##### 本文

2024年3月期有価証券報告書より

リスク

3【事業等のリスク】

 本書に記載した事業の状況、経理の状況等に関する事項のうち、経営者が連結会社の財政状態、経営成績及びキャッシュ・フローの状況等に重要な影響を与える可能性があると認識している主要なリスクは、以下のとおりであります。

 なお、文中の将来に関する事項は、本書提出日現在において当社グループが判断したものであります。

(1)リスクマネジメント体制

 当社グループは、全執行役員等で構成されるリスクマネジメント委員会を定期的に開催し、グループのリスクについて慎重かつ適正に審議を行っております。当委員会では、組織に関係する様々なリスクを一元的に洗い出し、その中でも当社グループとして事業に与える影響が大きなリスクを特定し対応策を講じるとともに、そのリスクの継続的なモニタリングを実施しております。また、リスクの発生可能性と影響度合いは、様々な社会環境の変化に応じて常に変動しているため、グループとして認識するリスクは定期的かつ必要に応じ随時見直しを行っております。

##########

依頼内容 1 - 本文のうち「2024年3月期有価証券報告書より」から「随時見直しを行っております。」までを、両端の語句も含めて一字一句変えずに抜き出してください。
依頼内容 2 - 本文にある「なお、文中の将来に関する事項は、本書提出日現在において当社グループが判断したものであります。」という一文を英語に訳してください。
答えるときは本文だけを根拠にしてください。

##### 提供レコード

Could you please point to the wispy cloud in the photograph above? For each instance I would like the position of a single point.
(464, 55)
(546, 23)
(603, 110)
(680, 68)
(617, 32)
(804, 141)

##########

作業結果 1 -
2024年3月期有価証券報告書より

リスク

3【事業等のリスク】

 本書に記載した事業の状況、経理の状況等に関する事項のうち、経営者が連結会社の財政状態、経営成績及びキャッシュ・フローの状況等に重要な影響を与える可能性があると認識している主要なリスクは、以下のとおりであります。

 なお、文中の将来に関する事項は、本書提出日現在において当社グループが判断したものであります。

(1)リスクマネジメント体制

 当社グループは、全執行役員等で構成されるリスクマネジメント委員会を定期的に開催し、グループのリスクについて慎重かつ適正に審議を行っております。当委員会では、組織に関係する様々なリスクを一元的に洗い出し、その中でも当社グループとして事業に与える影響が大きなリスクを特定し対応策を講じるとともに、そのリスクの継続的なモニタリングを実施しております。また、リスクの発生可能性と影響度合いは、様々な社会環境の変化に応じて常に変動しているため、グループとして認識するリスクは定期的かつ必要に応じ随時見直しを行っております。

作業結果 2 - Note that matters concerning the future in the text are based on the judgment of the Group as of the filing date of this document.